*What to do*. In your copy, set down the entries exactly and exclude the pictures.

━━━━━━━━━━━━━━━━━━━━

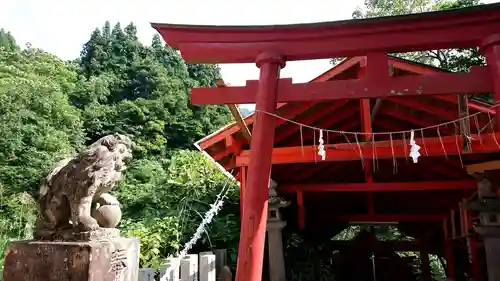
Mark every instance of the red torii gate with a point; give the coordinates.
(271, 46)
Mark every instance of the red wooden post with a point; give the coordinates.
(491, 50)
(254, 219)
(448, 248)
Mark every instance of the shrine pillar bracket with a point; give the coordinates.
(255, 205)
(490, 47)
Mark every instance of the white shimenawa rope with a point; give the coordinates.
(207, 219)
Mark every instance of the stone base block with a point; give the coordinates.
(105, 260)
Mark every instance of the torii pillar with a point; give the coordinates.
(255, 205)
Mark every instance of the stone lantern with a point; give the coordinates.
(275, 225)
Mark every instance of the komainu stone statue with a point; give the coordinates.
(74, 196)
(75, 236)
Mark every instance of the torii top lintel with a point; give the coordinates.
(242, 44)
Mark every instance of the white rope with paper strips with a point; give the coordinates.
(414, 151)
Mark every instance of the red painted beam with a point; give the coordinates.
(387, 217)
(380, 186)
(399, 149)
(425, 31)
(476, 81)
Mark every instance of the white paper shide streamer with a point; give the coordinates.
(321, 146)
(414, 154)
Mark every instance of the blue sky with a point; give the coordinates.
(62, 27)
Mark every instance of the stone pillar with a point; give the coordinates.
(274, 235)
(488, 206)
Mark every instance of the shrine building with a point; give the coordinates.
(375, 139)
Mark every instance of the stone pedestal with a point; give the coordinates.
(274, 235)
(104, 260)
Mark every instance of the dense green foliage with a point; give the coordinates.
(51, 108)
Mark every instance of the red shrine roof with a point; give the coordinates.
(388, 115)
(446, 173)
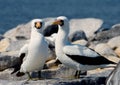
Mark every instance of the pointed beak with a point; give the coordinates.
(38, 25)
(57, 22)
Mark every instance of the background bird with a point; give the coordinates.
(76, 56)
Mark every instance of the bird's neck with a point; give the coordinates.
(61, 40)
(35, 35)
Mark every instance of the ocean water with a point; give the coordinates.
(15, 12)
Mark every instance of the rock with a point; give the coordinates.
(113, 78)
(7, 61)
(114, 42)
(104, 50)
(88, 25)
(80, 42)
(60, 72)
(117, 51)
(78, 35)
(4, 44)
(11, 45)
(104, 36)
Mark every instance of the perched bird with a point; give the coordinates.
(114, 77)
(34, 54)
(77, 57)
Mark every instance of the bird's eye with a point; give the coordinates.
(61, 22)
(38, 25)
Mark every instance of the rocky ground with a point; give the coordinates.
(106, 43)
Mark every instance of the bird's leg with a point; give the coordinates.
(39, 74)
(29, 76)
(77, 74)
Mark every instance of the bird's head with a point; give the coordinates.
(61, 21)
(37, 25)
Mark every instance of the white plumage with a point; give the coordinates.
(37, 50)
(76, 56)
(34, 54)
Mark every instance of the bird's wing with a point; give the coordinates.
(23, 52)
(79, 50)
(85, 55)
(24, 49)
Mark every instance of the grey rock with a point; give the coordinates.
(114, 77)
(104, 36)
(114, 42)
(78, 35)
(7, 61)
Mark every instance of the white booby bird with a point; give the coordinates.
(76, 56)
(34, 54)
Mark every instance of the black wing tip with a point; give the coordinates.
(19, 74)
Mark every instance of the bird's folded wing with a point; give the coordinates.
(80, 51)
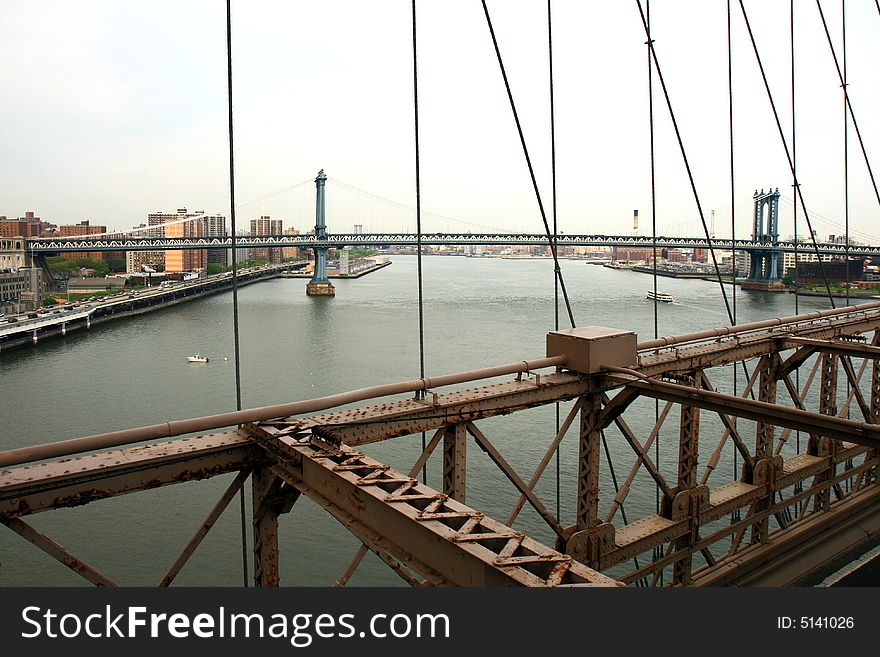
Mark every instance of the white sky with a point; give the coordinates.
(113, 109)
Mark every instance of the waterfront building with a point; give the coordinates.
(21, 289)
(83, 229)
(290, 252)
(262, 227)
(27, 226)
(215, 226)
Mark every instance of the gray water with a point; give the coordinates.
(478, 313)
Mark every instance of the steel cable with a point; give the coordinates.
(687, 166)
(847, 101)
(556, 272)
(235, 273)
(522, 139)
(418, 221)
(797, 186)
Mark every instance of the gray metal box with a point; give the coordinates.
(589, 347)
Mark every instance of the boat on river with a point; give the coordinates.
(660, 296)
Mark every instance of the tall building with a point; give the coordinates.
(136, 260)
(26, 226)
(82, 229)
(215, 226)
(182, 223)
(290, 252)
(263, 226)
(186, 224)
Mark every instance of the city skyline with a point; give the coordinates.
(108, 126)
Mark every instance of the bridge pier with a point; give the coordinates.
(763, 272)
(320, 285)
(271, 498)
(455, 461)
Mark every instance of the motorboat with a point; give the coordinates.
(659, 296)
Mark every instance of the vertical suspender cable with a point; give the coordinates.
(522, 139)
(418, 221)
(800, 195)
(852, 114)
(234, 269)
(684, 158)
(845, 153)
(555, 226)
(653, 225)
(732, 201)
(794, 182)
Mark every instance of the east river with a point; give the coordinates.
(479, 312)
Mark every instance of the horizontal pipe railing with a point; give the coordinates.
(753, 326)
(206, 423)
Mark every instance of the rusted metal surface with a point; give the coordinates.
(711, 528)
(55, 551)
(455, 461)
(445, 541)
(206, 423)
(204, 528)
(72, 482)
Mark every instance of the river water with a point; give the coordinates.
(479, 312)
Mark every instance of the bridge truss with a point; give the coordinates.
(780, 516)
(49, 246)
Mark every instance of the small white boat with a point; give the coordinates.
(660, 296)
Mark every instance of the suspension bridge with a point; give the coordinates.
(786, 511)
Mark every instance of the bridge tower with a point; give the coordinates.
(763, 270)
(320, 285)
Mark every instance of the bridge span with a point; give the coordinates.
(54, 246)
(782, 514)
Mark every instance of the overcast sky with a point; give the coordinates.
(114, 109)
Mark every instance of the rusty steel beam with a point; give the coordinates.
(839, 347)
(621, 495)
(824, 445)
(209, 422)
(515, 479)
(72, 482)
(368, 424)
(271, 497)
(587, 508)
(444, 540)
(545, 460)
(364, 548)
(204, 528)
(57, 552)
(861, 433)
(455, 461)
(738, 329)
(731, 349)
(764, 431)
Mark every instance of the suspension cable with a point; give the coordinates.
(687, 165)
(556, 273)
(848, 103)
(522, 139)
(845, 152)
(418, 221)
(732, 200)
(794, 182)
(234, 272)
(653, 224)
(787, 153)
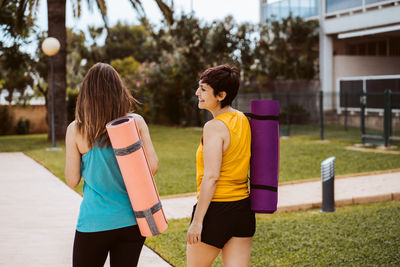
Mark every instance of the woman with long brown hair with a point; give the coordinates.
(106, 222)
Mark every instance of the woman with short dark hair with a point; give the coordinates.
(222, 220)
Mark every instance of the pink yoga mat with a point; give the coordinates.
(139, 182)
(264, 164)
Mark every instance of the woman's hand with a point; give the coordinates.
(194, 233)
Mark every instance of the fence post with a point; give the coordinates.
(288, 111)
(346, 96)
(321, 114)
(363, 103)
(387, 121)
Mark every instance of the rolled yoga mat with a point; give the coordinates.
(135, 170)
(264, 164)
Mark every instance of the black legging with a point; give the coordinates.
(124, 245)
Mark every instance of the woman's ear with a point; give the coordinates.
(221, 96)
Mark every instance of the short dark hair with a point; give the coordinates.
(223, 78)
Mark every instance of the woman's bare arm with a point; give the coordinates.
(73, 157)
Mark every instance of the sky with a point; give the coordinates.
(121, 10)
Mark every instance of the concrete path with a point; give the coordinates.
(38, 215)
(38, 212)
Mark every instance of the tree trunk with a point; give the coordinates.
(57, 29)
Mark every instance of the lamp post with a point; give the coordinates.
(50, 47)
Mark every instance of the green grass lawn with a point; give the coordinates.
(362, 235)
(300, 156)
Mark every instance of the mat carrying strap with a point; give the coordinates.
(129, 149)
(148, 214)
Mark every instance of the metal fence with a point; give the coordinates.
(370, 117)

━━━━━━━━━━━━━━━━━━━━

*Exercise result*.
Mark every instance of the red torii gate with a point; give the coordinates.
(271, 46)
Mark every instance of the red wooden post with a point; give the coordinates.
(491, 50)
(254, 219)
(448, 248)
Mark every instance of the shrine pillar bracket with a point; give the coordinates.
(255, 205)
(490, 47)
Mark every instance of the white shimenawa rope with a point; give the coordinates.
(207, 219)
Mark every instance of the stone base block with a point; give the coordinates.
(105, 260)
Mark every instance of the torii pillar with a point; give the coordinates.
(255, 205)
Mark every instance of the stone lantern with a point; give the coordinates.
(275, 225)
Mark every instance of the komainu stone statue with a point; give the coordinates.
(74, 196)
(75, 236)
Mark every instance of the torii top lintel with a point; give the coordinates.
(242, 44)
Mark every instance of the white rope with paper strips with a point; give the coordinates.
(414, 151)
Mark every instance of the red painted beam with a point; give the coordinates.
(387, 217)
(380, 186)
(399, 149)
(425, 31)
(476, 81)
Mark every instance of the white paper shide streamer with a point; give the coordinates.
(321, 146)
(414, 154)
Mark every instance of the blue sky with a point; give the coordinates.
(62, 27)
Mark every instance of the stone pillar with a point; give the coordinates.
(274, 235)
(488, 206)
Mark every instance of the shrine building with a point; give the coordinates.
(375, 139)
Mark every instance of the stone pedestal with a point; give the coordinates.
(274, 235)
(104, 260)
Mark every instance of the dense green foliage with a point; give the coordinates.
(51, 108)
Mark every instance of the red shrine roof with a point; give the coordinates.
(388, 115)
(446, 173)
Mark every instance of the pointed beak with a point; give the coordinates.
(38, 25)
(57, 22)
Mark every instance of the background bird with a point; give the coordinates.
(76, 56)
Mark every instance of the bird's neck with a point; give the coordinates.
(61, 40)
(35, 35)
Mark every instance of the ocean water with a point; give the coordinates.
(15, 12)
Mark every instance of the rock with a point; give the coordinates.
(113, 78)
(7, 61)
(114, 42)
(104, 50)
(88, 25)
(80, 42)
(60, 72)
(117, 51)
(78, 35)
(4, 44)
(11, 45)
(104, 36)
Mark every instance of the perched bird with a point; give the coordinates.
(114, 77)
(34, 54)
(77, 57)
Mark every instance of the bird's eye with a point; give the coordinates.
(61, 22)
(38, 25)
Mark every instance of the rocky ground with a point; give the coordinates.
(106, 43)
Mark every instance of the bird's leg with a point; give the coordinates.
(39, 74)
(29, 76)
(77, 74)
Mark every instance of the bird's head with a point; give the coordinates.
(61, 21)
(37, 25)
Mark every instance of the white plumage with a point; give the coordinates.
(37, 50)
(76, 56)
(34, 54)
Mark every instance of the bird's wing with a point; give the coordinates.
(23, 52)
(79, 50)
(85, 55)
(24, 49)
Mark every instance of the grey rock with a point; give the coordinates.
(114, 77)
(104, 36)
(114, 42)
(78, 35)
(7, 61)
Mark every instance of the white booby bird with a point; give the coordinates.
(76, 56)
(34, 54)
Mark every instance of the black wing tip with a point; give the coordinates.
(19, 74)
Mark every instance of the bird's folded wing with a point; give the coordinates.
(80, 51)
Mark every instance of the white sky with a point; give the coordinates.
(113, 109)
Mark every instance of the waterfront building with a point; give the coordinates.
(21, 289)
(83, 229)
(290, 252)
(262, 227)
(27, 226)
(215, 226)
Mark every instance of the gray water with a point; give the coordinates.
(478, 313)
Mark every instance of the steel cable with a point; give the coordinates.
(687, 166)
(847, 101)
(556, 272)
(235, 273)
(522, 139)
(418, 221)
(797, 186)
Mark every instance of the gray metal box with a point; give the coordinates.
(589, 347)
Mark every instance of the boat on river with a point; give the coordinates.
(660, 296)
Mark every instance of the tall building with a point; give the coordinates.
(136, 260)
(26, 226)
(82, 229)
(215, 226)
(182, 223)
(290, 252)
(263, 226)
(186, 224)
Mark every instance of the city skyline with a point; give the coordinates.
(108, 126)
Mark every instance of the bridge pier with a point; give the coordinates.
(763, 272)
(320, 285)
(271, 498)
(455, 461)
Mark every instance of the motorboat with a point; give the coordinates.
(659, 296)
Mark every instance of the vertical suspender cable with a point; give the coordinates.
(522, 139)
(418, 221)
(800, 195)
(852, 114)
(234, 269)
(684, 158)
(845, 153)
(555, 226)
(653, 225)
(732, 201)
(794, 182)
Mark every instance of the east river with a point; give the coordinates.
(479, 312)
Mark every instance of the horizontal pipe railing with a point; give the coordinates.
(753, 326)
(206, 423)
Mark every instance of the rusted metal surface with a point; give the coordinates.
(711, 528)
(55, 551)
(455, 461)
(445, 541)
(206, 423)
(204, 528)
(72, 482)
Mark every instance of the river water with a point; give the coordinates.
(479, 312)
Mark every instance of the bridge truss with a point; give the coordinates.
(780, 516)
(49, 246)
Mark every instance of the small white boat with a point; give the coordinates.
(660, 296)
Mark every instance of the suspension bridge with a point; give the coordinates.
(786, 511)
Mark every instance of the bridge tower with a point; give the coordinates.
(763, 270)
(320, 285)
Mark every instance of the bridge span with a point; give the coordinates.
(54, 246)
(782, 514)
Mark every instance of the overcast sky with a point; give the coordinates.
(114, 109)
Mark every instance of the rusty steel beam with a point; give the coordinates.
(839, 347)
(621, 495)
(824, 445)
(209, 422)
(515, 479)
(72, 482)
(368, 424)
(271, 497)
(587, 508)
(444, 540)
(545, 460)
(364, 548)
(204, 528)
(57, 552)
(861, 433)
(455, 461)
(738, 329)
(731, 349)
(764, 431)
Mark every instance of the suspension cable with a point; give the coordinates.
(687, 165)
(556, 273)
(848, 103)
(522, 139)
(845, 152)
(418, 221)
(732, 200)
(794, 182)
(234, 272)
(653, 224)
(787, 153)
Mark every instance of the woman with long brown hair with a point; give the coordinates.
(106, 222)
Mark every instance of the woman with short dark hair with a point; give the coordinates.
(222, 220)
Mark every instance of the pink yoga mat with a point; give the coordinates.
(139, 182)
(264, 164)
Mark every instance of the woman's hand with a point; give the coordinates.
(194, 233)
Mark every instance of the fence post with a point; give the coordinates.
(288, 111)
(346, 96)
(321, 114)
(363, 103)
(387, 121)
Mark every instance of the rolled yoga mat with a point; give the coordinates.
(135, 170)
(264, 164)
Mark every instance of the black legging with a point; give the coordinates.
(124, 245)
Mark every instance of the woman's ear with a point; give the coordinates.
(221, 96)
Mark every instance of the short dark hair with a point; give the coordinates.
(223, 78)
Mark every instance of the woman's bare arm with a point; give the coordinates.
(73, 157)
Mark every instance of the sky with a point; give the coordinates.
(121, 10)
Mark every instance of the concrete path with a point; give the coordinates.
(38, 215)
(38, 212)
Mark every instance of the tree trunk with a point; give the coordinates.
(57, 29)
Mark every instance of the lamp post with a point; give the coordinates.
(50, 47)
Mark every instance of the green grass lawn with a point; give the coordinates.
(362, 235)
(300, 156)
Mark every instance of the mat carrying strap with a point; give the coordinates.
(129, 149)
(148, 214)
Mark every instance of the metal fence with a point; give the coordinates.
(370, 117)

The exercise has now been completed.